(Excerpts from a dataset)
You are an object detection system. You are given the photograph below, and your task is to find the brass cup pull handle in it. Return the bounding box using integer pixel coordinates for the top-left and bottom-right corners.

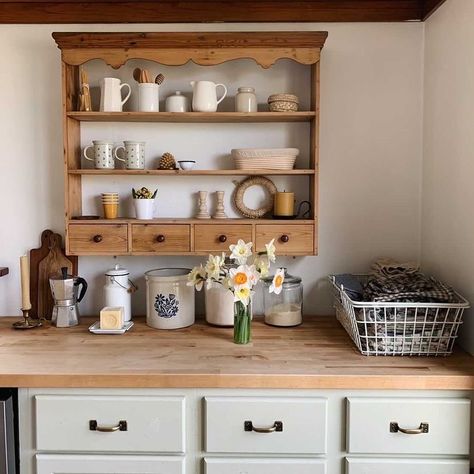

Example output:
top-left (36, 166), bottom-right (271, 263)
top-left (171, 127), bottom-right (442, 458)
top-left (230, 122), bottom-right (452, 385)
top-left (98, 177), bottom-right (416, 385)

top-left (244, 420), bottom-right (283, 433)
top-left (89, 419), bottom-right (128, 432)
top-left (390, 422), bottom-right (429, 435)
top-left (93, 234), bottom-right (103, 243)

AIM OF THE EXERCISE:
A word-for-word copy of the records above is needed, pictures excluded.

TASK SOLUTION:
You are an object detection system. You are given the photograph below, and your task is to find the brass cup pull handle in it. Return the bounding box using integer pixel coordinates for the top-left and bottom-right corners.


Example output:
top-left (36, 166), bottom-right (271, 263)
top-left (171, 127), bottom-right (442, 458)
top-left (230, 122), bottom-right (452, 385)
top-left (98, 177), bottom-right (416, 385)

top-left (244, 420), bottom-right (283, 433)
top-left (89, 419), bottom-right (128, 432)
top-left (390, 422), bottom-right (429, 435)
top-left (93, 234), bottom-right (103, 243)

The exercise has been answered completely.